Entries taken from a collection:
------
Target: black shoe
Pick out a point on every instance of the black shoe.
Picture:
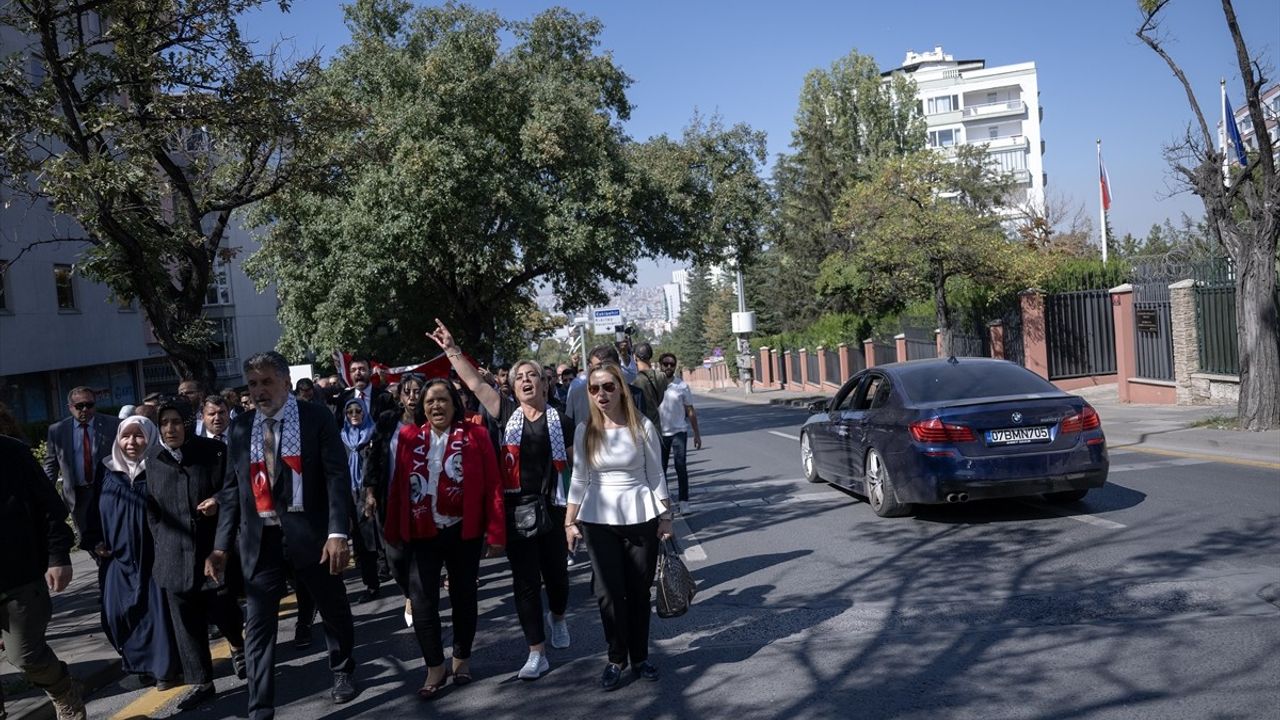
(238, 664)
(197, 696)
(342, 688)
(612, 677)
(302, 637)
(645, 669)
------
## Your objective
Without the pictures, return the records above exactly as given.

## Output for this task
Target: black shoe
Pick out a point on every instance of the black shoe.
Picture:
(238, 664)
(197, 696)
(342, 688)
(612, 677)
(302, 637)
(645, 669)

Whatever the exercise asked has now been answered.